Your task => Write out, unchanged, the lines from the one holding "[trace] green husk leaf -> outlines" to the close of the listing. Both the first and last lines belong in it.

Records shown =>
○ ○ ○ ○

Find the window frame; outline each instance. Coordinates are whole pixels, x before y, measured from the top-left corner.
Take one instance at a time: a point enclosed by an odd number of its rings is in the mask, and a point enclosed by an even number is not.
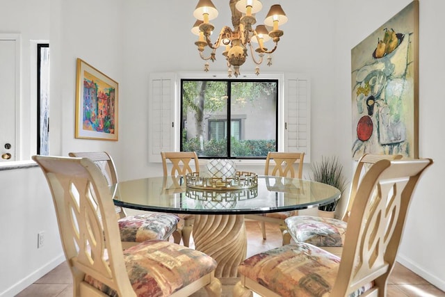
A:
[[[279,144],[279,139],[280,139],[280,136],[279,136],[279,133],[278,133],[278,123],[280,122],[280,95],[281,93],[280,92],[280,84],[282,83],[282,81],[280,81],[279,79],[271,79],[269,77],[265,78],[265,77],[248,77],[248,76],[243,76],[243,77],[240,77],[239,79],[234,79],[234,78],[230,78],[230,77],[227,77],[227,75],[225,78],[222,78],[222,77],[218,77],[218,78],[215,78],[215,76],[212,76],[212,77],[211,78],[206,78],[206,79],[191,79],[191,78],[180,78],[179,79],[177,80],[177,81],[179,83],[179,120],[177,121],[177,122],[179,122],[181,125],[179,126],[179,135],[181,136],[182,135],[182,133],[184,131],[184,115],[183,115],[183,106],[182,106],[182,97],[183,97],[183,90],[182,90],[182,83],[183,81],[223,81],[227,83],[227,96],[229,98],[231,98],[231,95],[230,95],[230,93],[232,92],[232,86],[231,86],[231,83],[236,83],[236,82],[274,82],[277,83],[277,89],[276,89],[276,93],[277,93],[277,97],[276,97],[276,113],[275,113],[275,147],[276,147],[276,151],[279,152],[280,150],[280,149],[282,150],[282,148],[280,147],[280,145]],[[245,130],[243,130],[243,127],[242,127],[242,124],[243,124],[243,120],[245,120],[245,118],[236,118],[236,115],[232,115],[232,111],[231,111],[231,104],[227,104],[227,114],[226,114],[226,117],[224,118],[224,121],[227,122],[227,123],[229,122],[230,122],[232,123],[232,121],[236,120],[236,121],[238,121],[239,122],[239,125],[240,125],[240,134],[239,136],[240,138],[241,138],[243,136],[243,131],[245,131]],[[209,119],[207,120],[207,124],[209,125],[210,122],[211,120],[213,120],[215,122],[217,121],[216,119]],[[229,134],[232,134],[231,132],[231,128],[232,128],[232,125],[230,126],[230,128],[227,128],[227,130],[225,131],[225,134],[227,134],[227,135],[229,135]],[[209,135],[210,135],[211,131],[210,131],[210,126],[208,127],[208,131],[207,131],[207,136],[209,136]],[[215,159],[218,158],[218,159],[234,159],[234,160],[248,160],[248,159],[253,159],[253,160],[265,160],[267,156],[230,156],[230,147],[231,147],[231,143],[230,143],[230,138],[227,139],[227,156],[200,156],[200,159]],[[179,138],[179,151],[182,151],[182,141],[181,141],[181,138]],[[283,143],[284,145],[284,143]]]
[[[311,161],[311,79],[304,73],[262,73],[262,79],[279,81],[279,151],[305,152]],[[179,151],[180,92],[181,79],[226,79],[225,72],[151,72],[149,74],[147,162],[161,163],[161,152]],[[240,78],[254,79],[254,74]],[[205,163],[205,161],[204,161]],[[237,159],[240,165],[264,164],[262,159]]]

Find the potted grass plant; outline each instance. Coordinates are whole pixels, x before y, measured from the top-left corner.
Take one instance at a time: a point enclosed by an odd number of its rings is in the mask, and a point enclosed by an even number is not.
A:
[[[312,174],[309,179],[327,184],[340,191],[341,195],[346,188],[346,179],[343,173],[343,166],[339,163],[337,156],[323,157],[321,161],[316,162],[311,166]],[[318,216],[334,217],[335,209],[339,200],[318,207]]]

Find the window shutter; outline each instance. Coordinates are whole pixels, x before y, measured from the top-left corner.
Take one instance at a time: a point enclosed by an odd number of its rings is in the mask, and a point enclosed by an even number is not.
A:
[[[311,161],[311,83],[309,77],[285,74],[284,151],[304,152]]]
[[[149,75],[149,162],[162,162],[161,152],[175,151],[175,80],[174,73]]]

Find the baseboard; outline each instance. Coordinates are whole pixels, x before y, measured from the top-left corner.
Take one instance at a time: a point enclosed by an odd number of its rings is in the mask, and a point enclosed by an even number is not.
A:
[[[54,258],[52,261],[47,263],[46,265],[39,268],[35,271],[26,276],[18,282],[14,284],[13,286],[0,293],[0,297],[14,297],[24,289],[31,286],[37,280],[57,267],[64,261],[65,255],[62,253],[58,257]]]
[[[445,291],[445,281],[430,273],[428,271],[422,269],[421,265],[412,262],[410,259],[407,259],[400,254],[397,256],[397,262],[414,273],[419,275],[433,286]]]

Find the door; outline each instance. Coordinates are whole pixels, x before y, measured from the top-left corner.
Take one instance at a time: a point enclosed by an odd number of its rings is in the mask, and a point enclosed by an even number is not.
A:
[[[0,34],[0,162],[17,159],[18,35]]]

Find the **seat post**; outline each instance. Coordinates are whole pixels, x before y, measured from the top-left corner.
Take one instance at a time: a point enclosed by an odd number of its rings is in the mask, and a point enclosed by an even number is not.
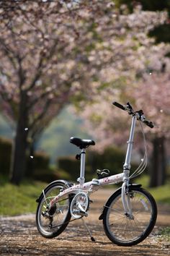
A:
[[[81,153],[80,176],[77,179],[77,181],[80,183],[80,185],[83,185],[85,182],[85,179],[84,179],[85,160],[86,160],[86,150],[85,148],[83,148]]]

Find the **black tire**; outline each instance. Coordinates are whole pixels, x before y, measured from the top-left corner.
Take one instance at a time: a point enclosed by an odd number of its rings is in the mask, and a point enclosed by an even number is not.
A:
[[[103,211],[104,229],[107,237],[120,246],[132,246],[144,240],[153,230],[157,207],[152,195],[141,187],[129,189],[134,219],[125,214],[121,189],[108,200]]]
[[[58,236],[71,220],[71,198],[68,195],[62,197],[50,209],[47,208],[51,200],[66,189],[67,184],[64,181],[53,182],[44,191],[45,199],[43,194],[38,199],[36,225],[40,234],[46,238]]]

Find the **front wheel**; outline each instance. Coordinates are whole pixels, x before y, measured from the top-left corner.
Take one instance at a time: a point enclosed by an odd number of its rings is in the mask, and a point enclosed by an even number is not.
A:
[[[58,236],[66,228],[71,220],[68,195],[63,196],[49,208],[51,200],[64,190],[66,183],[56,181],[50,184],[40,197],[36,214],[36,225],[40,234],[46,238]]]
[[[132,215],[125,213],[121,189],[107,201],[103,212],[104,229],[115,244],[132,246],[144,240],[153,230],[157,217],[157,207],[152,195],[141,187],[129,189]]]

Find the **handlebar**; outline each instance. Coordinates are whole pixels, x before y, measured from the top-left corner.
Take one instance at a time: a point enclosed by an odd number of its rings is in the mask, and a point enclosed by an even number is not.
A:
[[[137,119],[138,120],[140,120],[141,121],[143,121],[145,124],[146,124],[148,127],[149,127],[150,128],[153,128],[154,127],[154,124],[153,123],[146,119],[143,112],[142,110],[139,110],[138,111],[134,111],[133,109],[132,106],[130,104],[129,102],[127,103],[126,106],[123,106],[116,101],[114,101],[112,103],[112,104],[115,106],[117,106],[119,108],[121,108],[122,110],[124,110],[125,111],[127,111],[130,115],[133,115],[133,116],[136,116]]]

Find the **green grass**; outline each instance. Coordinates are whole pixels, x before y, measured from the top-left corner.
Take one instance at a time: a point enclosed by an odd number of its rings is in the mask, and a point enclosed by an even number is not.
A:
[[[170,205],[169,184],[154,189],[148,188],[147,176],[142,176],[133,182],[142,184],[144,188],[150,191],[157,202]],[[0,216],[35,213],[35,200],[46,185],[40,182],[27,181],[19,186],[15,186],[9,183],[6,178],[0,176]]]
[[[141,184],[143,187],[148,190],[155,198],[157,202],[169,203],[170,205],[170,182],[169,181],[164,186],[158,187],[148,187],[149,176],[143,175],[139,179],[136,179],[134,183]]]
[[[24,182],[20,186],[0,183],[0,216],[17,216],[35,213],[35,200],[45,184],[42,182]]]

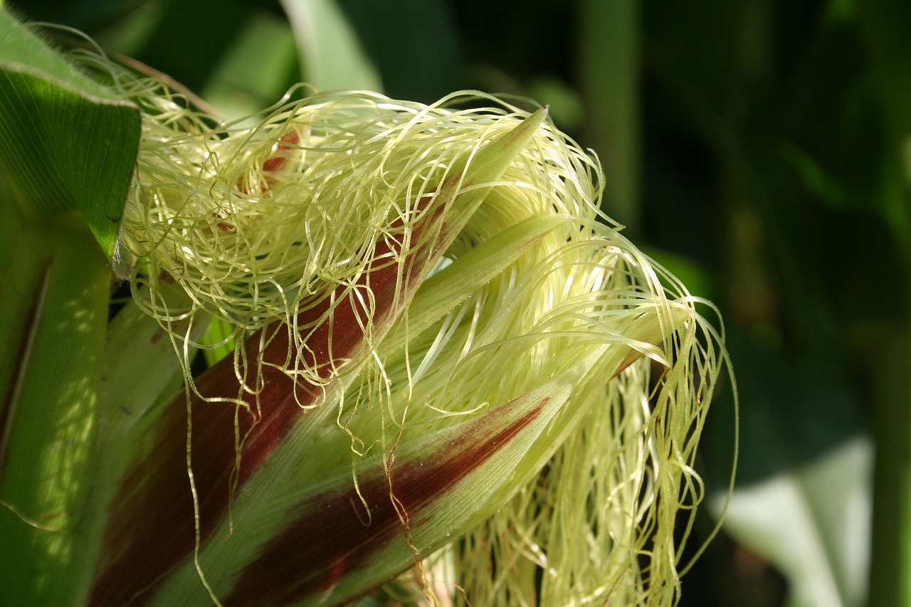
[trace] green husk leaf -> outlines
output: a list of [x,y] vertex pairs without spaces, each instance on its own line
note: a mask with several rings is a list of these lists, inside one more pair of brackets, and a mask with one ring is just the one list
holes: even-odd
[[[109,273],[81,219],[62,219],[22,241],[39,246],[32,253],[44,263],[19,319],[19,355],[5,360],[15,372],[4,395],[0,536],[16,550],[0,550],[0,586],[19,592],[5,597],[13,604],[68,596],[93,472]],[[5,292],[0,305],[15,294]]]
[[0,173],[26,218],[78,210],[114,252],[139,112],[0,9]]

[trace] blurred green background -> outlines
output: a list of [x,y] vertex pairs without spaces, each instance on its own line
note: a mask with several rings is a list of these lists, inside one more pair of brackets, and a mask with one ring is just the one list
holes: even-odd
[[[604,164],[604,211],[725,321],[737,486],[681,604],[911,604],[911,4],[7,4],[230,117],[299,80],[550,104]],[[724,502],[733,390],[721,389],[684,562]]]

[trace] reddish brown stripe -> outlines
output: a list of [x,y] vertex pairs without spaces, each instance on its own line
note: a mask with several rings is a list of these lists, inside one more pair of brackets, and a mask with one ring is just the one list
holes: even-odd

○ ○ ○ ○

Answer in full =>
[trace] green husk leaf -> outlines
output: a list of [x,y] vertex pairs without spaces, each instance on its own line
note: a mask with several rings is a list of these lists, inside one more pair of brackets, and a mask with one ring is just the one list
holes: even-odd
[[[109,273],[81,219],[62,219],[22,241],[39,246],[32,253],[44,263],[19,319],[19,355],[5,360],[15,372],[4,395],[0,536],[16,550],[0,550],[0,586],[19,592],[5,597],[13,604],[68,596],[93,472]],[[5,292],[0,305],[15,294]]]
[[0,173],[26,218],[78,210],[114,252],[139,112],[0,9]]

[trace] blurred green background -> outlines
output: a list of [x,y] vertex pairs without spaces, each instance on its own line
note: a mask with several rings is a list of these lists, inside one more pair of brackets, and a mask with one ring is just the one list
holes: even-odd
[[[604,164],[604,211],[725,321],[737,486],[681,604],[911,604],[911,4],[7,4],[230,117],[299,80],[550,104]],[[724,502],[733,390],[721,389],[684,562]]]

[trace] reddish brown stripe -> outlines
output: a list of [x,y] vertex pairs without spaces, each instance on its own line
note: a mask with several rings is a list of these lists, inside one more pair of brackets, and a mask with one ring is just the one list
holes: even-odd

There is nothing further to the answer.